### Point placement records
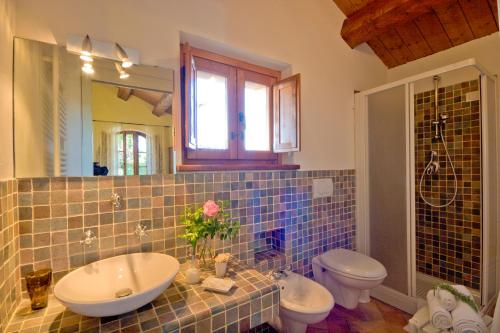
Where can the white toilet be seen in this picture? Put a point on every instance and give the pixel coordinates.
(348, 275)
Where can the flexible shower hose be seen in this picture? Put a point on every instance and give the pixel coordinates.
(454, 175)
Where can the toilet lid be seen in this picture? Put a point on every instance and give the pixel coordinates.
(353, 263)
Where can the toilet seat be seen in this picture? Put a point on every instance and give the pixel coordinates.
(352, 264)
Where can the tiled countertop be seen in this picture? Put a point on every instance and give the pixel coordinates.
(181, 308)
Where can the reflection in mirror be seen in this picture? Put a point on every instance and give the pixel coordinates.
(134, 147)
(67, 123)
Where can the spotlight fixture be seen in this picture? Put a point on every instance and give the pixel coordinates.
(123, 75)
(86, 52)
(87, 68)
(122, 55)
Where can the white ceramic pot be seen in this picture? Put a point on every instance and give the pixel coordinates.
(220, 269)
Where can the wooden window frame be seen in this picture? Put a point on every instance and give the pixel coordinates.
(236, 158)
(135, 135)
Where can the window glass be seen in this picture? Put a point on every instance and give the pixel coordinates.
(256, 117)
(212, 111)
(142, 155)
(129, 146)
(119, 147)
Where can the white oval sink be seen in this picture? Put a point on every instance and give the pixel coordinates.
(116, 285)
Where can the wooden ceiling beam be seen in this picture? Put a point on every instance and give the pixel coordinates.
(381, 51)
(124, 93)
(433, 32)
(413, 39)
(454, 23)
(480, 17)
(393, 42)
(379, 16)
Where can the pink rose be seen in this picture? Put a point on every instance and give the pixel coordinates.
(210, 208)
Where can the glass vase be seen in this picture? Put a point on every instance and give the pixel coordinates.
(38, 284)
(193, 273)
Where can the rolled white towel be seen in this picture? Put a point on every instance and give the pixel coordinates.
(448, 300)
(464, 318)
(439, 317)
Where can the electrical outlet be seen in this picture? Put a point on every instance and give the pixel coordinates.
(322, 188)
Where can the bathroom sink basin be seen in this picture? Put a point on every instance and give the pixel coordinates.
(116, 285)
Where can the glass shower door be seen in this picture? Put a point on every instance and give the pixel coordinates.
(388, 174)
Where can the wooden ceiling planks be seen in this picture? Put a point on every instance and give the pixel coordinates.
(395, 45)
(413, 39)
(445, 24)
(433, 32)
(480, 17)
(453, 20)
(382, 52)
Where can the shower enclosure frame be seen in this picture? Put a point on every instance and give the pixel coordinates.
(489, 183)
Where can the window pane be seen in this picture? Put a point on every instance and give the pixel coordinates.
(130, 154)
(141, 140)
(256, 117)
(143, 159)
(212, 118)
(119, 148)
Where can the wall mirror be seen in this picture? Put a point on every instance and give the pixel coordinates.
(68, 123)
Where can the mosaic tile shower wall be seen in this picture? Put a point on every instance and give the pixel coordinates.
(10, 286)
(55, 212)
(449, 239)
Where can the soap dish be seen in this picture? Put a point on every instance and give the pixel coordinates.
(216, 284)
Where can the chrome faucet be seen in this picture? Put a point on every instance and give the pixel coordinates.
(88, 238)
(116, 200)
(281, 273)
(141, 231)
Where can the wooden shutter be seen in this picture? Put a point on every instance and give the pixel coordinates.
(286, 103)
(189, 98)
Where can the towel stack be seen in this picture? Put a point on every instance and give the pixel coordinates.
(446, 311)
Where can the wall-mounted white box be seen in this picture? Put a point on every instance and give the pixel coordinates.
(322, 187)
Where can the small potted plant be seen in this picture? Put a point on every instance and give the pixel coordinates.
(205, 224)
(221, 264)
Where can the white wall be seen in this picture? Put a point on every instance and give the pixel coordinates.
(7, 20)
(305, 34)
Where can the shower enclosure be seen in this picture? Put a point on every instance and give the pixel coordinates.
(426, 164)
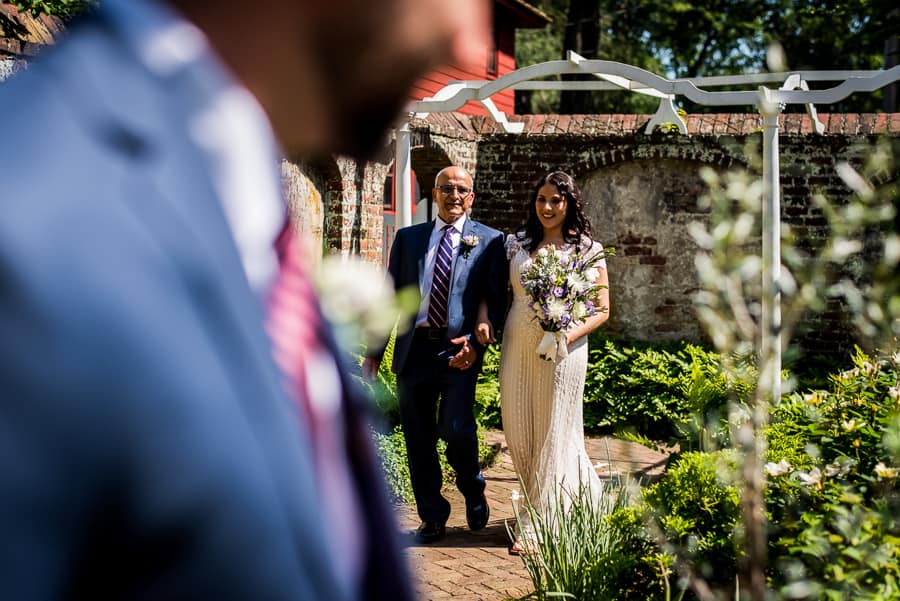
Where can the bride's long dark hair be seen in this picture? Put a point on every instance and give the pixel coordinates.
(575, 226)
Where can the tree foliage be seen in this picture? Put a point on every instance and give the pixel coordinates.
(705, 38)
(64, 9)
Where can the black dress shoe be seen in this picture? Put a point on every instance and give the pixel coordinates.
(477, 515)
(429, 532)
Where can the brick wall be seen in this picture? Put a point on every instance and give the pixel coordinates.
(641, 194)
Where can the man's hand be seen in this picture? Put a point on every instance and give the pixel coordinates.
(370, 368)
(484, 333)
(466, 356)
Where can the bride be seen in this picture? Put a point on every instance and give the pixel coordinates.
(541, 401)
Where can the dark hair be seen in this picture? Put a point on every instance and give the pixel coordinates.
(575, 226)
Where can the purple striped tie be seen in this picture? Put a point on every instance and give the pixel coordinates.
(440, 282)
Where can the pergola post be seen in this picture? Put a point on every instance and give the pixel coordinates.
(403, 175)
(770, 343)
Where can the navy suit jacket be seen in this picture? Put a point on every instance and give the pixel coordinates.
(479, 274)
(147, 447)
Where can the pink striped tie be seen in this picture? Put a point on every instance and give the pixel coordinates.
(294, 323)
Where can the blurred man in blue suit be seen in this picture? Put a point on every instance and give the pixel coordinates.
(148, 446)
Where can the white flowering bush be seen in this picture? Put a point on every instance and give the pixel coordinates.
(833, 497)
(823, 462)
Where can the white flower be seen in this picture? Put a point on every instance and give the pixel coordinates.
(579, 311)
(576, 283)
(778, 469)
(358, 300)
(556, 308)
(882, 471)
(839, 468)
(851, 425)
(813, 478)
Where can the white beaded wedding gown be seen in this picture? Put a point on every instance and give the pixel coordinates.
(541, 402)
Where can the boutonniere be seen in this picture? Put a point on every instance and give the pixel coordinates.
(467, 243)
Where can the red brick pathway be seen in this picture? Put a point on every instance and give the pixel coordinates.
(476, 565)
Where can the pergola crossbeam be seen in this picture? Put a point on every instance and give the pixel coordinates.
(793, 88)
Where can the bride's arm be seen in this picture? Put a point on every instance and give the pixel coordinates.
(484, 329)
(597, 319)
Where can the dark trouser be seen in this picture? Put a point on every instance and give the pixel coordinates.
(426, 378)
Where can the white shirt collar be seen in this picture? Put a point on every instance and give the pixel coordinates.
(228, 125)
(439, 223)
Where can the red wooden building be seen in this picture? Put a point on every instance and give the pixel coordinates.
(499, 57)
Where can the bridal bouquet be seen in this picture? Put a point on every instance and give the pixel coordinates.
(562, 292)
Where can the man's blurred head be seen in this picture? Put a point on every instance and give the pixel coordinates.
(333, 75)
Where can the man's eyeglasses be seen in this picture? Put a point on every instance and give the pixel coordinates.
(447, 190)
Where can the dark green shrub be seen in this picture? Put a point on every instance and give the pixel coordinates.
(696, 508)
(487, 394)
(391, 450)
(591, 549)
(673, 391)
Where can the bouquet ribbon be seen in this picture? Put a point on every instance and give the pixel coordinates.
(553, 346)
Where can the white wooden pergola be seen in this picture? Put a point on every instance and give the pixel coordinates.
(768, 92)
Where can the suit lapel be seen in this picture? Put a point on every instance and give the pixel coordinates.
(463, 258)
(420, 250)
(167, 189)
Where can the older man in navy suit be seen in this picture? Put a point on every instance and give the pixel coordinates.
(155, 443)
(457, 264)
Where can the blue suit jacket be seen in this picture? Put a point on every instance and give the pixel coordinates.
(482, 274)
(147, 448)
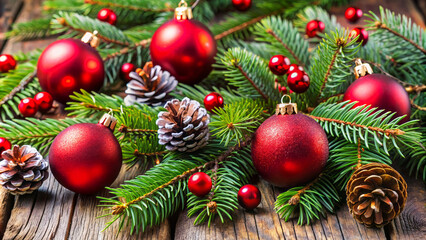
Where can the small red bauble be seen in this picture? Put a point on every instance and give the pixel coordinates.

### EXERCISE AIM
Write out the full set of lines verbatim, without the pictures.

### REPLY
Where can the white toilet be seen in this picture? Put a point on every instance and give the pixel coordinates.
(348, 275)
Where can the flexible shower hose be seen in this picture? Put a point on every instance and give the pixel coordinates.
(454, 175)
Where can the toilet lid be seen in this picture? Put a point on every instance and give the pixel coordinates.
(353, 263)
Where can the toilet seat be seen in this picture? Put a point on every instance and give the pixel coordinates.
(352, 264)
Where can the tiled countertop be seen in this picture? Put a point on every instance and give the pixel coordinates.
(181, 308)
Where can the reflection in mirror be seen in this picture? Put a point on every instance and give the pixel coordinates.
(134, 147)
(67, 123)
Where can the spotlight fixture be seen in this picture? Put a point on every instance and give the pixel coordinates.
(123, 75)
(86, 52)
(87, 68)
(122, 55)
Where can the white ceramic pot be seen in this picture? Put a point on every instance and give the pixel coordinates.
(220, 269)
Where can the wooden window frame be seen in this picture? Put a point on every instance and give the pixel coordinates.
(236, 158)
(135, 135)
Where can the window glass be seen in this picture? Put a point on every instance and give the pixel coordinates.
(256, 117)
(212, 111)
(142, 155)
(129, 146)
(119, 147)
Where can the white oval sink be seen in this picture? Put a point on every instance and give the pixel coordinates.
(116, 285)
Where can the wooden ceiling beam be seen in this picture? Put a point on every instance and give the pixel coordinates.
(381, 51)
(124, 93)
(433, 32)
(413, 39)
(454, 23)
(480, 17)
(393, 42)
(379, 16)
Where can the pink rose be seen in this picture? Put a point on every instance and give the pixel coordinates.
(210, 208)
Where can the glass vase be seen in this picture? Put a point on every instance and give the pixel coordinates.
(38, 284)
(193, 273)
Where can the rolled white towel be seen in this picture? Put a point on every instance and give the pixel coordinates.
(448, 300)
(464, 318)
(439, 317)
Where can the electrical outlet be seen in this picture? Put a point on every instance and give the pixel coordinates.
(322, 188)
Where can the bathroom sink basin be seen in this picture? Put a point on every instance and give the pixel coordinates.
(116, 285)
Where can the glass shower door be seen in this picture? Put a point on every instance and give the pixel coordinates.
(388, 174)
Where can the wooden ceiling planks be seen in this picture? Put a point on every instance and give the pixel coordinates.
(395, 45)
(413, 39)
(445, 24)
(433, 32)
(480, 17)
(453, 20)
(382, 52)
Where can the shower enclosure frame be seen in this picture? Put a point on every instance and give the pixel coordinates.
(489, 183)
Where can the window pane be seen in this picture? Put a point on every instance and give the pixel coordinates.
(130, 154)
(141, 140)
(256, 117)
(143, 159)
(212, 118)
(119, 148)
Where can the wall mirror be seen in this picture? Put a point on every instance and give the pixel coordinates.
(68, 123)
Where can the mosaic tile shower wall be seen in this picture? Put a point on every instance and give the pixel coordinates.
(10, 286)
(55, 212)
(449, 239)
Where can the soap dish be seen in this picture? Put a point on every instance and give the pixel coordinates.
(216, 284)
Where can the chrome faucet be seen in this picture? Put a point on every instance and give the pixel coordinates.
(88, 238)
(116, 200)
(281, 273)
(141, 231)
Where can the wooden shutter be seen in this picture? Put a point on every instance and give the pixel coordinates.
(286, 103)
(189, 98)
Where can the towel stack be seen in this picture? Put a point on every instance and give the pixel coordinates.
(446, 311)
Where can the wall-mounted white box be seen in this picture? Put a point on every instance and give the pixel coordinates.
(322, 187)
Where can the small potted plant be seen in this picture? Put a point on every instance and give the pixel coordinates.
(205, 224)
(221, 264)
Where can the white wall be seen in this picture? Put a point on every instance and give the pixel coordinates.
(7, 20)
(305, 34)
Where can the shower enclosure be seen in this picture? Put a point on every instance and give the pixel coordinates.
(426, 164)
Where can the bride's long dark hair be seen in this picture? Put a point on every instance and give the pixel coordinates.
(575, 226)
Where can the tree foliage be seen in this picture? Put a point on every instance and give the pixel coordinates.
(705, 38)
(64, 9)
Where can the black dress shoe be seen in this picture? Put a point on every instance and give the pixel coordinates.
(477, 515)
(429, 532)
Where can the brick wall be seen in this picture? Put a point on every instance and give the pixel coordinates.
(641, 194)
Where can the man's hand be seen in this picture? Put a point on every instance and give the pixel coordinates.
(370, 368)
(484, 333)
(466, 356)
Where can the bride be seen in this picture? Put a point on every instance and give the pixel coordinates.
(541, 401)
Where can the dark hair be seen in this picture? Put a point on every instance and give the pixel coordinates.
(575, 226)
Where can the purple striped tie be seen in this picture? Put a point on every instance and give the pixel coordinates.
(440, 282)
Where can the pergola post be seen in this picture? Put a point on every instance and give the pixel coordinates.
(403, 175)
(770, 343)
Where can the navy suit jacket be seen in this picture? Put a point on every instance and give the pixel coordinates.
(479, 274)
(147, 447)
Where can the pink striped tie be seen in this picture? Put a point on every instance and give the pixel coordinates.
(294, 323)
Where can the blurred man in blue suit be seen in this picture? Put a point on every instance and give the pixel coordinates.
(148, 446)
Where can the white flowering bush be seen in this picture? Put a point on every instance and give the pixel coordinates.
(833, 497)
(823, 462)
Where can the white flower be seen in this picture? Put a point on every instance and give the pixel coordinates.
(579, 311)
(576, 283)
(778, 469)
(358, 300)
(556, 308)
(882, 471)
(839, 468)
(851, 425)
(813, 478)
Where can the white beaded wedding gown be seen in this picture? Put a point on every instance and give the pixel coordinates.
(541, 402)
Where can the boutonniere be seen in this picture? Put a point on every instance and give the pixel coordinates.
(467, 243)
Where can the red brick pathway be seen in this picture? Put a point on every instance and give the pixel coordinates.
(476, 565)
Where can the pergola crossbeam be seen in this picture? Put a point on every instance and give the pixel coordinates.
(793, 88)
Where can the bride's arm be seen in this picture? Put a point on every instance and give the pixel coordinates.
(484, 329)
(597, 319)
Where can the dark trouser be seen in this picture? Put a point on every instance and give the pixel coordinates.
(426, 378)
Where can the white shirt collar be seen in this picture? Put a point on every instance and give the pixel coordinates.
(228, 125)
(439, 223)
Where can the red wooden building be seen in this picture? Put a point on every instance and give the pixel coordinates.
(499, 57)
Where can the bridal bouquet be seen in this picture? Put a point on every instance and give the pixel coordinates.
(562, 292)
Where can the man's blurred head be seen in this picture? Put a point on every instance and give the pixel coordinates.
(333, 75)
Where can the man's eyeglasses be seen in this picture? Put a point on every instance and give the pixel coordinates.
(447, 190)
Where can the dark green shrub be seen in this picture? Put a point on every instance and give the pixel coordinates.
(696, 508)
(487, 394)
(391, 450)
(591, 549)
(673, 391)
Where can the bouquet ribbon be seen in this picture? Put a point on every instance and give the pixel coordinates.
(553, 346)
Where can the white wooden pergola be seen in this picture? Put a point on every instance and give the pixel coordinates.
(768, 92)
Where can the suit lapel be seen in this picture? Put a point on every instance and give the pixel coordinates.
(463, 258)
(420, 250)
(167, 189)
Where can the older man in navy suit be seen in this picture? Put a point on every instance and give the pixel coordinates.
(155, 443)
(457, 264)
Where can the blue suit jacket be seen in this picture? Put a point on every instance and give the pixel coordinates.
(482, 274)
(147, 448)
Where can the small red bauble be seen in this picture? Put a point on every instance and give the pixel coordinates.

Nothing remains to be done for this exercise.